» Exercise task
Transcribe each record below word for word.

» The records
○ ○ ○ ○ ○ ○ ○

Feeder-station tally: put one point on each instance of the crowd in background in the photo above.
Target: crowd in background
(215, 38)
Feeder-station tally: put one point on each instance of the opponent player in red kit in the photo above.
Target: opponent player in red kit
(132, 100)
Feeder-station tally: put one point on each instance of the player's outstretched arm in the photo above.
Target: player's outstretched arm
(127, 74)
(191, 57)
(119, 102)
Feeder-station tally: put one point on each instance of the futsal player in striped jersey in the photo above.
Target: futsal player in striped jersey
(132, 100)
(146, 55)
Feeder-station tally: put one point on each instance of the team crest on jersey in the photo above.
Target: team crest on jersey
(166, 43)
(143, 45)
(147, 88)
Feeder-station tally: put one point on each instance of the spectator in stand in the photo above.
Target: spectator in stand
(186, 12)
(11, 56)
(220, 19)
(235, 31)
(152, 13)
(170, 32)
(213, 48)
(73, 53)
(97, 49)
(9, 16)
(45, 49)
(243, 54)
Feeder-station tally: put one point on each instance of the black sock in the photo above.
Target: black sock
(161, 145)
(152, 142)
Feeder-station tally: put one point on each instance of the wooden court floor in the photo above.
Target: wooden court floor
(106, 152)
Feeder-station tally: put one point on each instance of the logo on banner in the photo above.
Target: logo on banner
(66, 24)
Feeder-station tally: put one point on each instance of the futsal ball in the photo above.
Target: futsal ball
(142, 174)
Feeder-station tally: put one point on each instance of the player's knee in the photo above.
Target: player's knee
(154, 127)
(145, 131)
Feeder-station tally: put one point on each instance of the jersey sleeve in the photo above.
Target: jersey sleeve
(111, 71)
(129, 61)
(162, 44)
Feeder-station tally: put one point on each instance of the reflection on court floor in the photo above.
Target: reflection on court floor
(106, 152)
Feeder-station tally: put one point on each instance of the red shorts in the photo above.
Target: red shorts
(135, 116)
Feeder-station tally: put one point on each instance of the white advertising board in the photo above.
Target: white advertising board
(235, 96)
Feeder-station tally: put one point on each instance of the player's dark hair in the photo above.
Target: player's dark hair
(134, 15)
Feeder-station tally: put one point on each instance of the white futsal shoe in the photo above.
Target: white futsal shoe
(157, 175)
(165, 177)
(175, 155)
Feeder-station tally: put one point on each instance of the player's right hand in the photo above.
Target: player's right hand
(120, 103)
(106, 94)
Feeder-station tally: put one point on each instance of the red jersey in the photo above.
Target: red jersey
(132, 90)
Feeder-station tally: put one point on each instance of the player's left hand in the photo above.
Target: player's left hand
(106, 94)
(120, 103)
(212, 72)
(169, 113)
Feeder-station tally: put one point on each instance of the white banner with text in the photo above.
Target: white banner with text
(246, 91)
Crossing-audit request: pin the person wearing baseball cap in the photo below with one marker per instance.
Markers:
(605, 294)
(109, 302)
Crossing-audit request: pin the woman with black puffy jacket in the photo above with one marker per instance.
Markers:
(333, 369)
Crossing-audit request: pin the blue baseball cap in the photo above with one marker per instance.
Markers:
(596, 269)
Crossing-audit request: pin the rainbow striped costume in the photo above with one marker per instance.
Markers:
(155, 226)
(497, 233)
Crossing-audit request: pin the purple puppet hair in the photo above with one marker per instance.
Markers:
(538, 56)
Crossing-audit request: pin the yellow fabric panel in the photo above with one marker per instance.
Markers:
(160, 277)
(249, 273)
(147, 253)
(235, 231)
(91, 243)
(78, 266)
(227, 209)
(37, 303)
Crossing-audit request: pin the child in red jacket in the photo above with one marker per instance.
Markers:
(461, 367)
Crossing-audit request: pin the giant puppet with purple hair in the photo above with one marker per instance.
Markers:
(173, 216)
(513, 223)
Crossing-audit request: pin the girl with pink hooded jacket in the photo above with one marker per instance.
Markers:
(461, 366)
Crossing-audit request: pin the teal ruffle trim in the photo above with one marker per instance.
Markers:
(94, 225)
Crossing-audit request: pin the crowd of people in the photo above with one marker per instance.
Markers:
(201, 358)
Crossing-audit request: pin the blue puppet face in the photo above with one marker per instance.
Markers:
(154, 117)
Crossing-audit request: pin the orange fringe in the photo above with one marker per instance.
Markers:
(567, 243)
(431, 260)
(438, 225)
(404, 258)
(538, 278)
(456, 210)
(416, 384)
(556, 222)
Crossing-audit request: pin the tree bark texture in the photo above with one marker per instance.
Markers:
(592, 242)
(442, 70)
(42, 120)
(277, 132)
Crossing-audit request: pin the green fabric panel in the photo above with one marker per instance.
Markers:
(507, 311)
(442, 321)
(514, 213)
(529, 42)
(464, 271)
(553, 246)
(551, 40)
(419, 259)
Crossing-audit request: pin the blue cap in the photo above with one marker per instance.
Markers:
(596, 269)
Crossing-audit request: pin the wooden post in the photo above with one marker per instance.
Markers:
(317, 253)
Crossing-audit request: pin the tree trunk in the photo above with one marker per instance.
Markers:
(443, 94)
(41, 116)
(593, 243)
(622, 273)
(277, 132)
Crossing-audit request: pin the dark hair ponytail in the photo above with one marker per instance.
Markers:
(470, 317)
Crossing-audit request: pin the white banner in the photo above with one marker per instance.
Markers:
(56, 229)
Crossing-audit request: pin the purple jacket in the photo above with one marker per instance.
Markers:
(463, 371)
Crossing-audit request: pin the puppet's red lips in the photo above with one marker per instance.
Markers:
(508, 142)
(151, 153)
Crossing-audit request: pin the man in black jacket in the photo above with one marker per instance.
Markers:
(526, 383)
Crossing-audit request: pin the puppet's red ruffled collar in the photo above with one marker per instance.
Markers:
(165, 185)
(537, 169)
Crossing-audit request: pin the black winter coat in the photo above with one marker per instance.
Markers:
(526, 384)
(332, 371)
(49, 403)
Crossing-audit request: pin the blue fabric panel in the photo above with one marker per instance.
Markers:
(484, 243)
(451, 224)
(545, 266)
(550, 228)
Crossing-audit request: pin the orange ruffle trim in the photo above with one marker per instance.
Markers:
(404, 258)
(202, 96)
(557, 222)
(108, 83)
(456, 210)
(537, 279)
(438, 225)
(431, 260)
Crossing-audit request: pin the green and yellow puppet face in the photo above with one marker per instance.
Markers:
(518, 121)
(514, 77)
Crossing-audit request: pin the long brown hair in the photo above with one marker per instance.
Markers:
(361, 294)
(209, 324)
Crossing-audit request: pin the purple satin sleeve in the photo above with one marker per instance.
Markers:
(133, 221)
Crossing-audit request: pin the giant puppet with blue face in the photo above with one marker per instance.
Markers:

○ ○ ○ ○ ○ ○ ○

» Final result
Feeder-station tally: put one point on each instance of the crowd in background in the photo above.
Target: crowd in background
(215, 38)
Feeder-station tally: put one point on each instance of the opponent player in red kit in the photo above.
Target: opponent player in red kit
(132, 100)
Feeder-station tally: put one point on each instance of the player's outstretched arm in the photo above.
Target: player's outstretched arm
(127, 74)
(191, 57)
(119, 102)
Feeder-station tally: put one point on each instance of the futsal player in striped jersey in the photo above.
Target: futsal player in striped jersey
(132, 100)
(146, 55)
Feeder-station tally: put one point on each instance of the team crest on jersey in the photo above.
Target: team crest on jersey
(166, 43)
(143, 45)
(147, 88)
Feeder-station tally: put one point on each instance of the spectator in stand in the photo above.
Target: spectator in stand
(186, 12)
(11, 56)
(220, 19)
(235, 31)
(152, 13)
(170, 32)
(213, 48)
(73, 53)
(97, 49)
(9, 16)
(45, 49)
(243, 54)
Feeder-station tally: put one point on each instance of the black sock in the photo above.
Target: black sock
(161, 145)
(152, 142)
Feeder-station tally: put one point on each instance of the wooden court floor in the photo above.
Target: wooden court floor
(106, 152)
Feeder-station tally: put one point on each instance of the logo on banner in the photo above.
Target: logo on banner
(66, 24)
Feeder-station tally: put one point on each instance of the futsal ball in the photo above.
Target: futsal ball
(142, 174)
Feeder-station tally: put one point on each instance of the player's knee in the photo above.
Target: player's knee
(154, 127)
(145, 131)
Feeder-station tally: put one point on each instance of the jersey sleeve in the photo above.
Target: jersey sleeve
(111, 71)
(129, 61)
(162, 44)
Feeder-station tally: put one point on each instance of the reflection on court floor in the photo above.
Target: reflection on court floor
(106, 152)
Feeder-station tally: put one point on each instance of the red shorts in the photo above.
Target: red shorts
(135, 116)
Feeder-station tally: put one point on each instance of the white advertising board in the photo above.
Target: white advertising board
(235, 96)
Feeder-station tally: put one point on each instance of the player's dark hair in the photo above.
Target: player's dark hair
(134, 15)
Feeder-station tally: put one point on each instance of the white futsal shoe in the photo above.
Target: white futsal shoe
(157, 175)
(165, 177)
(175, 155)
Feeder-station tally: put one point on each instance of the player's right hand in the photo above.
Target: player's right hand
(120, 103)
(106, 94)
Feeder-station tally: put one point on each instance of the red jersey in the photo above.
Target: red jersey
(132, 90)
Feeder-station tally: put one point on each instance of the player's left hand in the photo above.
Target: player's left hand
(106, 94)
(120, 103)
(212, 72)
(169, 113)
Feeder-station tally: put one point on each instance of the white banner with text in the photo above.
Target: white banner with text
(246, 91)
Crossing-audit request: pin the person wearing baseball cap in the photo below with one marker per instance.
Markers:
(605, 294)
(109, 302)
Crossing-audit request: pin the woman with black puffy jacket in the photo above with one marker per instance.
Markers:
(333, 369)
Crossing-audit request: pin the blue baseball cap in the photo above with one marker per instance.
Markers:
(596, 269)
Crossing-audit request: pin the rainbow striped costume in the photo above with one marker per instance.
Markers:
(155, 226)
(497, 233)
Crossing-audit request: pin the purple puppet hair in the photo above with one marker per instance.
Markers:
(538, 56)
Crossing-audit request: pin the yellow fabric panel in the photo above with one marker per instance.
Markers:
(160, 277)
(249, 273)
(147, 253)
(235, 231)
(91, 243)
(78, 266)
(227, 209)
(37, 303)
Crossing-audit request: pin the child in red jacket in the photo above with one marker per instance.
Markers:
(461, 367)
Crossing-audit request: pin the giant puppet with purple hair in the photo above with one marker per instance.
Markers:
(173, 216)
(513, 223)
Crossing-audit request: pin the girl with pink hooded jacket in the photo above with one marker per instance.
Markers:
(461, 366)
Crossing-audit request: pin the teal ruffle trim in the photo above with one marker per instance.
Markers:
(94, 225)
Crossing-audit request: pin the crowd of people in the photo above with one marker per instance.
Markers:
(201, 358)
Crossing-audit request: pin the blue puppet face in the photo above with one marker per instance.
Markers:
(154, 117)
Crossing-audit request: pin the orange fringe in the photo above with one marker per instance.
Markers:
(567, 243)
(431, 260)
(438, 225)
(404, 258)
(538, 278)
(456, 210)
(416, 384)
(556, 222)
Crossing-audit request: pin the tree bark texture in the photo above with one marker per instance.
Markers:
(592, 242)
(442, 70)
(42, 120)
(277, 132)
Crossing-audit request: pin the green fabric panel in the photo above with one marker per instance.
Markers:
(507, 311)
(442, 321)
(514, 213)
(529, 42)
(464, 271)
(553, 246)
(551, 40)
(419, 259)
Crossing-audit request: pin the blue cap in the photo above with one marker per instance.
Markers:
(596, 269)
Crossing-audit request: pin the wooden post in the photo above with one marker per instance.
Markers:
(317, 253)
Crossing-audit request: pin the tree trunk in the photo above with one marker per instance.
Markers:
(443, 94)
(41, 116)
(593, 243)
(622, 273)
(277, 132)
Crossing-audit request: pin the dark hair ponytail in the photo above with one marker per instance.
Markers:
(470, 317)
Crossing-audit request: pin the white banner in the photo above with one marker per instance.
Markers:
(56, 229)
Crossing-audit request: pin the purple jacket in the photo above with one marker per instance.
Markers:
(463, 371)
Crossing-audit request: pin the puppet's red lips in the photo above with one marker per instance.
Markers:
(508, 142)
(151, 153)
Crossing-audit request: pin the man in black jacket in the photo above with one marker per instance.
Markers:
(526, 383)
Crossing-audit request: pin the puppet's red ruffled collar in the photo above with one marker per instance.
Markers:
(165, 185)
(537, 169)
Crossing-audit request: pin the black winter coat in the photo above with one marker per instance.
Markers:
(526, 384)
(332, 371)
(49, 403)
Crossing-audit request: pin the blue fabric panel in the photo above with one marker per instance.
Markers:
(484, 243)
(451, 224)
(545, 266)
(550, 228)
Crossing-audit request: pin the orange ruffle trim in the photo above with one marker per instance.
Markers:
(404, 258)
(202, 96)
(557, 222)
(108, 83)
(456, 210)
(537, 279)
(438, 225)
(431, 260)
Crossing-audit request: pin the green and yellow puppet face in the photo above with one marker per instance.
Markers:
(518, 121)
(514, 77)
Crossing-audit request: pin the long brown hair in the photo above with one marker per instance.
Markers:
(361, 294)
(209, 324)
Crossing-audit request: pin the purple satin sleeve in the photo above with one marker per instance.
Markers:
(133, 221)
Crossing-audit request: pin the giant puppet with blue face in the photo above with one marker per instance.
Markers:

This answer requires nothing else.